◆ **Fragment**:
-----

ECLI:NL:GHDHA:2024:518

Gerechtshof Den Haag

Datum uitspraak
26 maart 2024
Publicatiedatum
4 april 2024
Zaaknummer
200.332.732/01
Instantie
Gerechtshof Den Haag
Type
Uitspraak
Rechtsgebied
Civiel recht; Intellectueel-eigendomsrecht
Procedures
  • Hoger beroep
Vindplaatsen
  • Rechtspraak.nl
AI samenvatting door LexboostAutomatisch gegenereerd

Auteursrechtinbreuk door openbare televisie-uitzendingen in horecagelegenheid en schadevergoeding op basis van gebruikelijke licentievergoeding

In deze zaak heeft het Gerechtshof Den Haag op 26 maart 2024 uitspraak gedaan in hoger beroep over een vordering van Stichting Videma tegen een horeca-exploitant, die niet verschenen was. Videma had in eerste aanleg een verklaring voor recht gevorderd dat de horeca-exploitant auteursrechtinbreuk had gepleegd door in zijn café televisie-uitzendingen van filmwerken openbaar te vertonen. Daarnaast vorderde Videma schadevergoeding op basis van de gederfde licentievergoeding en dat de horeca-exploitant verplicht zou worden om informatie aan te leveren om de hoogte van deze schadevergoeding te bepalen. De kantonrechter had de vorderingen tot staking van de vertoningen en het aanleveren van informatie afgewezen, maar de vorderingen tot schadevergoeding waren toegewezen.

-----

◆ **Opdracht**:
Neem het fragment hierboven over de uitspraak van het Gerechtshof Den Haag volledig en ongewijzigd over.

-----

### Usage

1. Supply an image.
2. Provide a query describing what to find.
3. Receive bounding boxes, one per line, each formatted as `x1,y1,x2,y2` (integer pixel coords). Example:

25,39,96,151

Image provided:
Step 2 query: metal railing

-----

◆ **Het antwoord**:
ECLI:NL:GHDHA:2024:518

Gerechtshof Den Haag

Datum uitspraak
26 maart 2024
Publicatiedatum
4 april 2024
Zaaknummer
200.332.732/01
Instantie
Gerechtshof Den Haag
Type
Uitspraak
Rechtsgebied
Civiel recht; Intellectueel-eigendomsrecht
Procedures
  • Hoger beroep
Vindplaatsen
  • Rechtspraak.nl
AI samenvatting door LexboostAutomatisch gegenereerd

Auteursrechtinbreuk door openbare televisie-uitzendingen in horecagelegenheid en schadevergoeding op basis van gebruikelijke licentievergoeding

In deze zaak heeft het Gerechtshof Den Haag op 26 maart 2024 uitspraak gedaan in hoger beroep over een vordering van Stichting Videma tegen een horeca-exploitant, die niet verschenen was. Videma had in eerste aanleg een verklaring voor recht gevorderd dat de horeca-exploitant auteursrechtinbreuk had gepleegd door in zijn café televisie-uitzendingen van filmwerken openbaar te vertonen. Daarnaast vorderde Videma schadevergoeding op basis van de gederfde licentievergoeding en dat de horeca-exploitant verplicht zou worden om informatie aan te leveren om de hoogte van deze schadevergoeding te bepalen. De kantonrechter had de vorderingen tot staking van de vertoningen en het aanleveren van informatie afgewezen, maar de vorderingen tot schadevergoeding waren toegewezen.